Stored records
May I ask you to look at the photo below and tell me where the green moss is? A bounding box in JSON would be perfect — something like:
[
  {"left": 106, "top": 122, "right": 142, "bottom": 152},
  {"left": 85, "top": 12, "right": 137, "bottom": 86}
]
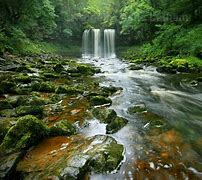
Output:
[
  {"left": 90, "top": 96, "right": 112, "bottom": 106},
  {"left": 1, "top": 115, "right": 48, "bottom": 149},
  {"left": 31, "top": 82, "right": 55, "bottom": 93},
  {"left": 101, "top": 86, "right": 123, "bottom": 96},
  {"left": 15, "top": 74, "right": 32, "bottom": 84},
  {"left": 53, "top": 64, "right": 65, "bottom": 73},
  {"left": 0, "top": 80, "right": 16, "bottom": 94},
  {"left": 49, "top": 120, "right": 76, "bottom": 136},
  {"left": 106, "top": 116, "right": 128, "bottom": 134},
  {"left": 16, "top": 106, "right": 43, "bottom": 118},
  {"left": 92, "top": 108, "right": 117, "bottom": 123},
  {"left": 0, "top": 118, "right": 16, "bottom": 144},
  {"left": 0, "top": 100, "right": 13, "bottom": 110},
  {"left": 56, "top": 86, "right": 83, "bottom": 95}
]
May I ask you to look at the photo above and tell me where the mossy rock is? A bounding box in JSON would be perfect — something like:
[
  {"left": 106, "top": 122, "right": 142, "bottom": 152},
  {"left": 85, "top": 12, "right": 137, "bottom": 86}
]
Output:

◆ **Required task**: Can you write out the listing above line for line, leaving out the pictures?

◆ **Solution to the problem**:
May I ask you to look at the photo below and tell me where the green moss is? A bounding box in JSON would be perfect — something like:
[
  {"left": 106, "top": 122, "right": 142, "bottom": 152},
  {"left": 85, "top": 12, "right": 137, "bottom": 86}
]
Output:
[
  {"left": 90, "top": 96, "right": 112, "bottom": 106},
  {"left": 1, "top": 115, "right": 48, "bottom": 149},
  {"left": 31, "top": 82, "right": 55, "bottom": 93},
  {"left": 101, "top": 86, "right": 123, "bottom": 96},
  {"left": 15, "top": 74, "right": 32, "bottom": 84},
  {"left": 53, "top": 64, "right": 65, "bottom": 73},
  {"left": 0, "top": 80, "right": 16, "bottom": 94},
  {"left": 49, "top": 120, "right": 76, "bottom": 136},
  {"left": 106, "top": 116, "right": 128, "bottom": 134},
  {"left": 16, "top": 106, "right": 43, "bottom": 118},
  {"left": 92, "top": 108, "right": 117, "bottom": 123},
  {"left": 0, "top": 118, "right": 16, "bottom": 144},
  {"left": 0, "top": 100, "right": 13, "bottom": 110},
  {"left": 56, "top": 86, "right": 83, "bottom": 95}
]
May I ask you to look at the photo above and tell me where the mossy rock is? A bounding box in JSON would be perfect — something like:
[
  {"left": 106, "top": 122, "right": 142, "bottom": 152},
  {"left": 85, "top": 12, "right": 137, "bottom": 86}
]
Output:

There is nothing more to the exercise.